__Record excerpts__
-*-*-

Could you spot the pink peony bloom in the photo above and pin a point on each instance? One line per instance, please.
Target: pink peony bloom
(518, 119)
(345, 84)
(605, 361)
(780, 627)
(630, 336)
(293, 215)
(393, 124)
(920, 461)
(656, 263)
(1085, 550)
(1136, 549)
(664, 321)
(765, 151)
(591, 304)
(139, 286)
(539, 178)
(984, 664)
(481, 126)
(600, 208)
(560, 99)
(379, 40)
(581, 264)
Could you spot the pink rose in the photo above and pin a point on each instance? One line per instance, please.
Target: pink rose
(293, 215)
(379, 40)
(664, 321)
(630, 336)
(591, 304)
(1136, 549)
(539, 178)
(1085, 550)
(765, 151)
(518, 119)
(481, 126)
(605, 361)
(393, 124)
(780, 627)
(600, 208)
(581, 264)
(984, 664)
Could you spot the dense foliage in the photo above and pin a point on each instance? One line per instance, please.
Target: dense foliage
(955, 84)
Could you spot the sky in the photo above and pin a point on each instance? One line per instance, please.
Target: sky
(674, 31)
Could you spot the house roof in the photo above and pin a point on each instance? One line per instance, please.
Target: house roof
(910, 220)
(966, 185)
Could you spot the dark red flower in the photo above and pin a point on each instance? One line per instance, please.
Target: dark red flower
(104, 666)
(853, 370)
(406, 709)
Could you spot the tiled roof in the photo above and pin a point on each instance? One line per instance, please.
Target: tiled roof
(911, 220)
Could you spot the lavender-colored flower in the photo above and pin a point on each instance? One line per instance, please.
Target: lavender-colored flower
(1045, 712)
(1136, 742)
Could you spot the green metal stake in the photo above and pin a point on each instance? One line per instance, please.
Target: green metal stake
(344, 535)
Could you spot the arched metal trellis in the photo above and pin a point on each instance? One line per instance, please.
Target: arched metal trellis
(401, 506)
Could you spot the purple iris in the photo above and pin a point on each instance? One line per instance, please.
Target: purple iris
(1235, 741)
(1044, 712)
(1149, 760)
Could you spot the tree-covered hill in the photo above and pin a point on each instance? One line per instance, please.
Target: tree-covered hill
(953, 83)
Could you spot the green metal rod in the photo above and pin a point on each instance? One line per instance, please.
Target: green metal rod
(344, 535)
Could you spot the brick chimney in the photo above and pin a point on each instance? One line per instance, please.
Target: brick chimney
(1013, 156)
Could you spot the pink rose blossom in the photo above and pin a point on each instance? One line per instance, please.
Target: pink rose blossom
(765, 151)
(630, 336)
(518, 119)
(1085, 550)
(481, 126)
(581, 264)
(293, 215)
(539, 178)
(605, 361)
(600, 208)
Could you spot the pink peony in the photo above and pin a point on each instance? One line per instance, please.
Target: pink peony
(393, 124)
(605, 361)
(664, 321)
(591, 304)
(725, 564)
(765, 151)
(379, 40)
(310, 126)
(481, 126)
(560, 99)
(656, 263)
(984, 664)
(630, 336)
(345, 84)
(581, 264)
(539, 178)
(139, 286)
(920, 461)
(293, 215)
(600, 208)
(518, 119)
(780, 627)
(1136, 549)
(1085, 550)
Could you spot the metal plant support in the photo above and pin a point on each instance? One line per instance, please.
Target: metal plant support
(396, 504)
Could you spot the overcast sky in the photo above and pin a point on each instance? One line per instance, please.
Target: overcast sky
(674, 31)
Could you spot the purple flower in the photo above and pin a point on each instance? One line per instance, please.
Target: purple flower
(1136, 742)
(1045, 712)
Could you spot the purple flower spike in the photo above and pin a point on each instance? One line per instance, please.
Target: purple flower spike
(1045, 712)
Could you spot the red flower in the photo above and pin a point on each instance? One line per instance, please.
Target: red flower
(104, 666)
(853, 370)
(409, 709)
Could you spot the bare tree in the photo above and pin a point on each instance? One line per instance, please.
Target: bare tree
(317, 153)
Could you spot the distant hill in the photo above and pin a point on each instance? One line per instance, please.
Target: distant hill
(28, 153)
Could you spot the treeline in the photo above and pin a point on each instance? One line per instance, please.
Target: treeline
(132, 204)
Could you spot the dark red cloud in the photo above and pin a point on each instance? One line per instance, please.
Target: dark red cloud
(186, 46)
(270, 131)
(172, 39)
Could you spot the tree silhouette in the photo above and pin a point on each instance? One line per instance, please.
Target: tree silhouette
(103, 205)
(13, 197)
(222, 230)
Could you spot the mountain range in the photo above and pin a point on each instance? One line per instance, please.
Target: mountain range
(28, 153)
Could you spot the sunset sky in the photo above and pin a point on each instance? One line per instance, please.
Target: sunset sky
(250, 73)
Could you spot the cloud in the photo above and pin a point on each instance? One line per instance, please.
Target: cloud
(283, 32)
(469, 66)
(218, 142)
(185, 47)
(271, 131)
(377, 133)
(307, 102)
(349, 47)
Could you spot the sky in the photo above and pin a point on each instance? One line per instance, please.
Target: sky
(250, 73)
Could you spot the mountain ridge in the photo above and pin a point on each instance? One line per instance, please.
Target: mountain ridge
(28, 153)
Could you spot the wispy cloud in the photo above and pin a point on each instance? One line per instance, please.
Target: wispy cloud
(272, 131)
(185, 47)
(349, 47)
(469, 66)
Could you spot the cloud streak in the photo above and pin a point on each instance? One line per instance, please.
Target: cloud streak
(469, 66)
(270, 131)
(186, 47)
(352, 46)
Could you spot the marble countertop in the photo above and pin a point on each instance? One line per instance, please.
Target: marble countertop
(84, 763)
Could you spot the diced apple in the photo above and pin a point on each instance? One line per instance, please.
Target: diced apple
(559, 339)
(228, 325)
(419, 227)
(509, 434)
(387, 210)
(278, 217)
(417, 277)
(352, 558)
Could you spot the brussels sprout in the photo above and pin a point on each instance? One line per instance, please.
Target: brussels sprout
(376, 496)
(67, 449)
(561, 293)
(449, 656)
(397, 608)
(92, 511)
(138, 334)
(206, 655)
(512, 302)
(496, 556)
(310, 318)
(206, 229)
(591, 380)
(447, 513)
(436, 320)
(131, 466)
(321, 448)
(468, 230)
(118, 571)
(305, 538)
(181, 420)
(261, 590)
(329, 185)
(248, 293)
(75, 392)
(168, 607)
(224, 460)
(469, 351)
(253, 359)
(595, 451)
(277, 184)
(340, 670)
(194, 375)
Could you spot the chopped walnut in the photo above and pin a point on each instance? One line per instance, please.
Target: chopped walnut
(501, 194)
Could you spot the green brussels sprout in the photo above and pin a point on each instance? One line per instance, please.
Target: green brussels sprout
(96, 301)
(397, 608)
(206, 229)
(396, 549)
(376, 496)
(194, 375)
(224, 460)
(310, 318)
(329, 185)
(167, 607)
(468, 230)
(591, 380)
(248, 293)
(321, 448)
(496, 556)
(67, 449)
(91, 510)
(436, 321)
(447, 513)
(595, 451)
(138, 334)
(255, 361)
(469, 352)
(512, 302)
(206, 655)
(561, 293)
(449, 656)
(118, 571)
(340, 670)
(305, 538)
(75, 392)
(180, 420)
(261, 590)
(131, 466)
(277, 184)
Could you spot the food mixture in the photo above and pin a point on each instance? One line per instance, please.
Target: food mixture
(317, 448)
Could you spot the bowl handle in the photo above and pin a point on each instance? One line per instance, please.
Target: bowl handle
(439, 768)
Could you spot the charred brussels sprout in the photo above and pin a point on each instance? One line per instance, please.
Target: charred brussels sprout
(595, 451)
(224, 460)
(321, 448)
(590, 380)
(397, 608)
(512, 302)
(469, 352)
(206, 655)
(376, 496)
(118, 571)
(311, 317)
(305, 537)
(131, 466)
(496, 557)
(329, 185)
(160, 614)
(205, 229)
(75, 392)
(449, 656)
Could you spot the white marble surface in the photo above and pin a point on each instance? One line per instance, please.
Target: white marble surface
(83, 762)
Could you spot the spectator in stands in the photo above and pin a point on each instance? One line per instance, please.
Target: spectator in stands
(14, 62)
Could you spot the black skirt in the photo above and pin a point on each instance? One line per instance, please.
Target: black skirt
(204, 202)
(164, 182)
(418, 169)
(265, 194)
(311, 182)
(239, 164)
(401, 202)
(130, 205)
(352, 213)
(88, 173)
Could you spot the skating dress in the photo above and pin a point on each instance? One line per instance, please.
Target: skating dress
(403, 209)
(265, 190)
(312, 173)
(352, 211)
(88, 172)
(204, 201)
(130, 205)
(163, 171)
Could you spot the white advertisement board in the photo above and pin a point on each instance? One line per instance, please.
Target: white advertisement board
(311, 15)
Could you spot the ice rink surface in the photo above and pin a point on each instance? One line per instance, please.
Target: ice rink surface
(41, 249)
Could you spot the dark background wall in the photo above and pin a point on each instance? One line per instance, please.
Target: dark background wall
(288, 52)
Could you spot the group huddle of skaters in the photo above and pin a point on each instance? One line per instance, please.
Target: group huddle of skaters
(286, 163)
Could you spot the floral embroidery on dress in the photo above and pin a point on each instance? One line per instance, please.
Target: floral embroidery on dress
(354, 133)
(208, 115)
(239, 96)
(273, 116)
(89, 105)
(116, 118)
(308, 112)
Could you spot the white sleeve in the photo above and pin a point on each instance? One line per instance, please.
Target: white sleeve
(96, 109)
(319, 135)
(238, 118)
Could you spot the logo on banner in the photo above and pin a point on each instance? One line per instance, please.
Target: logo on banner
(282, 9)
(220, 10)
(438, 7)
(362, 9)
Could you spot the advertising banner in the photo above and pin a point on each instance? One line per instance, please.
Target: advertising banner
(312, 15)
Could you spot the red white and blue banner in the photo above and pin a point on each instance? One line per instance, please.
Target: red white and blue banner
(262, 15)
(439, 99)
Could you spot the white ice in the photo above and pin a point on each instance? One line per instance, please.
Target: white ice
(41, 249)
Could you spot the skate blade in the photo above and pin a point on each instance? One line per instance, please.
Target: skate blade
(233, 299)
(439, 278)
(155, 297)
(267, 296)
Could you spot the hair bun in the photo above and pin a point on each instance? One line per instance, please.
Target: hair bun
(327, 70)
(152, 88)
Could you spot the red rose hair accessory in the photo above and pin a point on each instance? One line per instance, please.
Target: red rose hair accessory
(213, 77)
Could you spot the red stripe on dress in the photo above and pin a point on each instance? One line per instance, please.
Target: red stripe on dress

-*-*-

__Task to complete__
Arrange the lines between the one holding "Could you spot the dark red flower" and the one holding "(1149, 760)", both included, as a numbered list, leaving out any blank lines.

__Answer to the problem__
1. Could you spot the dark red flower in the photo above and pin a point on each instance? One line per instance, please.
2. Target: dark red flower
3. (104, 666)
4. (853, 370)
5. (406, 709)
6. Could you spot the tiled roof in the photo above and pin a point on each instance? One line per instance, please.
7. Target: tiled roof
8. (911, 220)
9. Could you spot the lavender-colored flower in the photo above and pin a point on each instance? One line per instance, please.
10. Target: lavender-colored flower
11. (1045, 712)
12. (1136, 742)
13. Could you spot the green metal stake in the photo above and pin a point on each instance? One line per instance, please.
14. Target: green metal stake
15. (344, 535)
16. Could you spot the arched metal trellis in the photo above and pin a point on each instance? One line per instance, please.
17. Target: arched metal trellis
18. (401, 506)
19. Could you spot the purple iris in the photo above and pin a point on each instance? One line per instance, please.
20. Target: purple iris
21. (1235, 741)
22. (1044, 712)
23. (1149, 760)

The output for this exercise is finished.